#### 課題
以下の本文のうち「自宅などにいながらコンピュー」から「後に亡くなってしまいました。」までを、両端も含めて書き出せ。その際、「ロボット」はすべて「分身ロボット」に置き換えること。

#### 本文抜粋
◇ ◇ ◇ ◇
自宅などにいながらコンピューターでロボットを遠隔操作し、自分の代わりに博物館に行ってもらう、というSFのようなことが可能になっています。2020年6月、千葉県の病院に入院中の子どもたちが、こうしたロボットを使って国立科学博物館(東京都)を訪問してくれました。
小児がんで千葉大学医学部附属病院に入院中だったトラ君(仮名)は大の恐竜好きで、病室にはフィギュアや図鑑などがたくさんありました。トラ君のことを聞いた千葉県こども病院の沖本由理医師は、かつて入院していたタク君(同)が恐竜ファンで、私に会いに同博物館へ出掛けたことを思い出しました。そのようなつながりから、同県の小児がん患者を応援しているNPO法人ミルフィーユ小児がんフロンティアーズのロボットを操作して、トラ君が私に会いに来ることになったのです。
当日、トラ君は体調が悪くなってしまい、自分でロボットを操作することはできず、代わりにお母さんが質問してくれました。その後、別の病室の子どもたちがロボットを操作して展示室を動き回り、言葉のキャッチボールを楽しみました。中には画面で恐竜のフィギュアを見せてくれる子もいました。残念ながら、トラ君はその数日後に亡くなってしまいました。
◇ ◇ ◇ ◇
参照表現データ:
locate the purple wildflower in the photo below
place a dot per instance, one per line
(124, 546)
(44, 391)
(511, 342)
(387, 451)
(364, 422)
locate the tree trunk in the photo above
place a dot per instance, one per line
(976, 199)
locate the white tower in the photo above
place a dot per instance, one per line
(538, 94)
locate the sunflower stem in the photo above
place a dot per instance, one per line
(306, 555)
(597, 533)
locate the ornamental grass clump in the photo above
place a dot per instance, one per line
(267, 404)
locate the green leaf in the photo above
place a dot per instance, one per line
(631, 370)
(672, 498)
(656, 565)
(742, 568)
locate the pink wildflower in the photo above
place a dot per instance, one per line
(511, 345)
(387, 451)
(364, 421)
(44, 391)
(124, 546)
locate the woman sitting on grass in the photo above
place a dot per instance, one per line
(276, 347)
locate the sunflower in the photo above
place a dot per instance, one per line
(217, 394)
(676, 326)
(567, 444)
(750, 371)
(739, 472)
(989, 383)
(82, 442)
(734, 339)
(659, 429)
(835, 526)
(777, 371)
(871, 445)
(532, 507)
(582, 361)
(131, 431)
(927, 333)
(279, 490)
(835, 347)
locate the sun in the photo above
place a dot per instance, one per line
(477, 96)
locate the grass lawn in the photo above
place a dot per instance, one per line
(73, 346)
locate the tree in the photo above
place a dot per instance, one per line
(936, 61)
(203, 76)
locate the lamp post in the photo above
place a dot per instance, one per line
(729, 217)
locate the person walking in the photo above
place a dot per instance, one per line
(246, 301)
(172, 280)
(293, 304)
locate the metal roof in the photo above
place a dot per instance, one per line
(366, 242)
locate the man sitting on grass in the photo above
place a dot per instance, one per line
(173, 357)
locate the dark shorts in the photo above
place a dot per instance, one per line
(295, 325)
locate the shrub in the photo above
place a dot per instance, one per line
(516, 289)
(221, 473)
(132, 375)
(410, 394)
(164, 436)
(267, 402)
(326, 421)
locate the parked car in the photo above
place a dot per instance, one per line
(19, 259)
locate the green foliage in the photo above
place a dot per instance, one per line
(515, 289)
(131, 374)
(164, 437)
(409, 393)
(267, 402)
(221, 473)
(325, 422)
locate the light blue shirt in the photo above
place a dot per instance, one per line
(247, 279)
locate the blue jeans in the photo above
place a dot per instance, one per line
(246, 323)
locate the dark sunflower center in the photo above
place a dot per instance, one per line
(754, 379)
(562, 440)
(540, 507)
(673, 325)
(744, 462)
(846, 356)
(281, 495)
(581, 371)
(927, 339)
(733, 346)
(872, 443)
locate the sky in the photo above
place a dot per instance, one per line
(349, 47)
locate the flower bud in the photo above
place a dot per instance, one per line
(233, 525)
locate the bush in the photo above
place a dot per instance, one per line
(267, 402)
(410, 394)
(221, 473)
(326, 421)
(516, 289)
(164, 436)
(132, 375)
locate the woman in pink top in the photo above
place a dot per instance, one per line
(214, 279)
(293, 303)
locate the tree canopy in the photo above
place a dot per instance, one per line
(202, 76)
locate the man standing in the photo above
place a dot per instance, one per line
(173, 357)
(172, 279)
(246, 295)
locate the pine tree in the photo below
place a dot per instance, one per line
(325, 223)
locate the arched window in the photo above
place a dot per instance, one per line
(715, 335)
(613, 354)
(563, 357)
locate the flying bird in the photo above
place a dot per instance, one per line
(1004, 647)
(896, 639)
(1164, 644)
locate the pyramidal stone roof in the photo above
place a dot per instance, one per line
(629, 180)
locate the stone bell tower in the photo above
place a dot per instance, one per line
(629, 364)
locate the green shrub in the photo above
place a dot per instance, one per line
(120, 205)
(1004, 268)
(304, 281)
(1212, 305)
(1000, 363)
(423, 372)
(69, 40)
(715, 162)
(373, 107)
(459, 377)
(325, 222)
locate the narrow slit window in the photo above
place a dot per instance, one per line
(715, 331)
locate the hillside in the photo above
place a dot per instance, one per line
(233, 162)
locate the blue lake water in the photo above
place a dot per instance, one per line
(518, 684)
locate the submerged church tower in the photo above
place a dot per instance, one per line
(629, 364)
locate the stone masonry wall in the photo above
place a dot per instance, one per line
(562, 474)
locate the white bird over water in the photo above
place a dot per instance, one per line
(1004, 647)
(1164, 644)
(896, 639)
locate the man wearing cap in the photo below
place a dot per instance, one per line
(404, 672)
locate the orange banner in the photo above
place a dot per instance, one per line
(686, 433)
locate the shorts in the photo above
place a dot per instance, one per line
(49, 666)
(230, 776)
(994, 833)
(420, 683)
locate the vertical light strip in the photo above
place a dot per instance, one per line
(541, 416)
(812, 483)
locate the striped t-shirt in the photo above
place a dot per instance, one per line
◇ ◇ ◇ ◇
#### 解答
自宅などにいながらコンピューターで分身ロボットを遠隔操作し、自分の代わりに博物館に行ってもらう、というSFのようなことが可能になっています。2020年6月、千葉県の病院に入院中の子どもたちが、こうした分身ロボットを使って国立科学博物館(東京都)を訪問してくれました。
小児がんで千葉大学医学部附属病院に入院中だったトラ君(仮名)は大の恐竜好きで、病室にはフィギュアや図鑑などがたくさんありました。トラ君のことを聞いた千葉県こども病院の沖本由理医師は、かつて入院していたタク君(同)が恐竜ファンで、私に会いに同博物館へ出掛けたことを思い出しました。そのようなつながりから、同県の小児がん患者を応援しているNPO法人ミルフィーユ小児がんフロンティアーズの分身ロボットを操作して、トラ君が私に会いに来ることになったのです。
当日、トラ君は体調が悪くなってしまい、自分で分身ロボットを操作することはできず、代わりにお母さんが質問してくれました。その後、別の病室の子どもたちが分身ロボットを操作して展示室を動き回り、言葉のキャッチボールを楽しみました。中には画面で恐竜のフィギュアを見せてくれる子もいました。残念ながら、トラ君はその数日後に亡くなってしまいました。